PAGE EXCERPT:
--- --- ---

" Bracing for impact: Tariffs, trade deals, and recession risk | Mizuho Insights

Bracing for impact: Tariffs, trade deals, and recession risk

Brett Linzey
Brett Linzey Senior US Industrials Equity Research Analyst
June 18, 2025

April and May have been a whirlwind for markets. Since President Trump’s April 2 “Liberation Day” announcement – which imposed a baseline 10% tariff on nearly all foreign imports – tariffs have become a central driver of uncertainty and volatility.

Currently, the US has reached a trade deal with the UK and is reportedly close to agreements with key partners like India. The US and China’s trade war, once red-hot, also appears to be cooling, with the US reducing tariffs to 30% from 145%, and China cutting rates to 10% from 125%.

While these developments have brought some immediate relief – and a surge in consumer confidence – macroeconomic uncertainty continues to loom large. Many major players believe a recession is likely and have questioned whether the economy can absorb such rapid shifts in global trade policy.

--- --- ---

DATA LISTING:
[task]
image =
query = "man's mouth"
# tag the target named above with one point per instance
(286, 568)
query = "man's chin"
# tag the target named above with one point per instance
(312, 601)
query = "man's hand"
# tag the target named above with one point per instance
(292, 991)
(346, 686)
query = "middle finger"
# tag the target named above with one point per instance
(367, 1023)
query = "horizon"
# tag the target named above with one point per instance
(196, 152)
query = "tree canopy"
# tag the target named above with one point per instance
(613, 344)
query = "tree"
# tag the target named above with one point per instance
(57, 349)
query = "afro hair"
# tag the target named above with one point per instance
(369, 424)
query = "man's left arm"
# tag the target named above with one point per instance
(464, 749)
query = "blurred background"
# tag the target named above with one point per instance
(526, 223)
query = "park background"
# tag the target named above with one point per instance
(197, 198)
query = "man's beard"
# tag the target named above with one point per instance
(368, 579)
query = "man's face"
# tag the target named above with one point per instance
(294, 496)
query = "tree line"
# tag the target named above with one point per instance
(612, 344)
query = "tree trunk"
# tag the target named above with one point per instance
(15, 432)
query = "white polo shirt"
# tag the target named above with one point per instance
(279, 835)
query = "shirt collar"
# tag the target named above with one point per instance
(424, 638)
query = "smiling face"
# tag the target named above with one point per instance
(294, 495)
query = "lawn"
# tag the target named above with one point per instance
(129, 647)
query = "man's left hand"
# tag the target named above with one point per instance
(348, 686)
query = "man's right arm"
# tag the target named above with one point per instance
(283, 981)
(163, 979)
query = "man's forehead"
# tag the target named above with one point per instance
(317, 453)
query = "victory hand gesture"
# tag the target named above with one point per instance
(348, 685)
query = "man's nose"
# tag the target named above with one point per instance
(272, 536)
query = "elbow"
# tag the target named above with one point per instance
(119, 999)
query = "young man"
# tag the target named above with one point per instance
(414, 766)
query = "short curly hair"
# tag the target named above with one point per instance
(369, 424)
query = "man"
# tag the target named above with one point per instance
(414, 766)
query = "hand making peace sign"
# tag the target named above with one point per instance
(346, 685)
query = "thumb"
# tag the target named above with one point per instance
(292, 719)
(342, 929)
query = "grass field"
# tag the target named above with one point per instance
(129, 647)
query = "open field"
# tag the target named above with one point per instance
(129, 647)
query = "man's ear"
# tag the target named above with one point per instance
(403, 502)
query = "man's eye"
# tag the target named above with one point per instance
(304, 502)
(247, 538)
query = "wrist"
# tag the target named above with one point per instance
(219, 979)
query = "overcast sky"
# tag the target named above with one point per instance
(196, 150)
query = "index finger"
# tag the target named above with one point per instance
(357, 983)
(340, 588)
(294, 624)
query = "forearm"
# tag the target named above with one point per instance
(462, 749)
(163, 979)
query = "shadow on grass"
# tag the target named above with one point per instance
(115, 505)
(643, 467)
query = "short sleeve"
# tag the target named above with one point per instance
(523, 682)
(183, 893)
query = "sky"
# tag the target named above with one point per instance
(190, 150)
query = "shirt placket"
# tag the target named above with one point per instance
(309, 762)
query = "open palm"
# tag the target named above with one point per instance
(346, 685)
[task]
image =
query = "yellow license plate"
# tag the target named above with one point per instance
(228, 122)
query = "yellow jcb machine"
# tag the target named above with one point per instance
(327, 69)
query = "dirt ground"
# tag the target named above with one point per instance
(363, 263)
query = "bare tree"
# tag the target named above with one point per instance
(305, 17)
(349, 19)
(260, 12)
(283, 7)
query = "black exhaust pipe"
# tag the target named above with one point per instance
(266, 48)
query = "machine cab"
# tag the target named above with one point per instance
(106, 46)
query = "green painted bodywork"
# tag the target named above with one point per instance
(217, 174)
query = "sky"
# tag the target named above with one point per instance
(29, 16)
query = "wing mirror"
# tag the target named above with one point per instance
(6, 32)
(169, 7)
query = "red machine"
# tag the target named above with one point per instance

--- --- ---

WHAT IS EXPECTED: Carry the article on tariffs and recession risk forward, starting right after its last sentence. None of the material has any bearing on the work here.

TASK OUTPUT:
For investors, the landscape has led to key questions: How will tariffs impact the economy in the short- and long-term? Which companies will be most affected by the tariffs? Can the US economy and consumers weather the storm?

Are Recession Fears Justified?

Tariffs under Trump's administration are likely to depress economic activity in the near-term, with GDP growth potentially coming in below market expectations in the first half. Despite this initial setback, there are several catalysts on the horizon that could drive a rebound.

For starters, the preliminary China trade deal is a significant step forward. Prior to the agreement, a lack of clarity around policy signals had forced many businesses to delay decisions and cancel certain projects. While it doesn’t entirely erase uncertainty, the new deal does provide enough clarity to resurrect capital projects previously put on hold, including some that were underway even before the election.

Companies also have many tools at their disposal to offset tariff impacts. One common strategy is simply to raise prices, either by increasing the list price – the standard, published price of a product or a service – or the surcharge – a temporary additional fee added on top of the list price. While pricing strategies vary, many companies have so far chosen to raise list prices. As these are harder to retract, they provide companies an advantage if tariffs are eased – creating the potential for a "double dip" in profits as costs decrease while elevated prices remain in place.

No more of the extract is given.